Pull out each row below that contains the word "fence".
= = = =
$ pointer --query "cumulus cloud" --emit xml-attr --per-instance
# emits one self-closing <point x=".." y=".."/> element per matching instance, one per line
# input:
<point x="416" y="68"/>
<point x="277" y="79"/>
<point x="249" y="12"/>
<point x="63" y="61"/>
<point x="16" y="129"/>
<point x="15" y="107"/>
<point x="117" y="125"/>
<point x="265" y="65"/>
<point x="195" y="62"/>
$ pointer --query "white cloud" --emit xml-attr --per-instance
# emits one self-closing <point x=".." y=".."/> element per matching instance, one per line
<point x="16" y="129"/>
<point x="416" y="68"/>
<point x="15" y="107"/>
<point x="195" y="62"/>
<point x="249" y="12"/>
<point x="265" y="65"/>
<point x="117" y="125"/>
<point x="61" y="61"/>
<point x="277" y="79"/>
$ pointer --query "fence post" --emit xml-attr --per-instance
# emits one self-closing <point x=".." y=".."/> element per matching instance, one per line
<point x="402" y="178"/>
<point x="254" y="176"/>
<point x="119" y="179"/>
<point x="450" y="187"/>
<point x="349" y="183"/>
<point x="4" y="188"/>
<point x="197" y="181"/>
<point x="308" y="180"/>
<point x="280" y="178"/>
= = = =
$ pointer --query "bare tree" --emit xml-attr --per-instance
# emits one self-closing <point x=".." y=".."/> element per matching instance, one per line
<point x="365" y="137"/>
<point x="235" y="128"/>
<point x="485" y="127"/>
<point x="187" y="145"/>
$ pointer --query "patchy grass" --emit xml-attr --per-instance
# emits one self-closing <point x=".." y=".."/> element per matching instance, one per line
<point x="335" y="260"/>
= = = =
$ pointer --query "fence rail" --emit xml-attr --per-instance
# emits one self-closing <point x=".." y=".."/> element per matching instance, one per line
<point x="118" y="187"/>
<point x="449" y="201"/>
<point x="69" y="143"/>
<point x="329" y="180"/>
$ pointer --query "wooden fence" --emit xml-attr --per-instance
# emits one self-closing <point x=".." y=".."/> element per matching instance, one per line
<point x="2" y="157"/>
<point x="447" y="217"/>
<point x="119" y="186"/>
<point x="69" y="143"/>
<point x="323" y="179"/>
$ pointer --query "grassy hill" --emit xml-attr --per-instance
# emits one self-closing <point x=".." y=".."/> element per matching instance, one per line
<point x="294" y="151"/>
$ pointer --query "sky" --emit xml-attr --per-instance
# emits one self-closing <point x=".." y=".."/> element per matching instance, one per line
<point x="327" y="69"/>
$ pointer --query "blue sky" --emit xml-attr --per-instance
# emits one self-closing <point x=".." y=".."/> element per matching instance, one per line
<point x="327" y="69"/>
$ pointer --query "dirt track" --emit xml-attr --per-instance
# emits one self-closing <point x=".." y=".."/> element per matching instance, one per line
= = = =
* [Expected answer]:
$ pointer --query "fence post" --emit xml-attr --per-instance
$ pointer --query "fence rail" --emit xml-attr --per-instance
$ pointer --query "wooden fence" --emit xml-attr --per-instance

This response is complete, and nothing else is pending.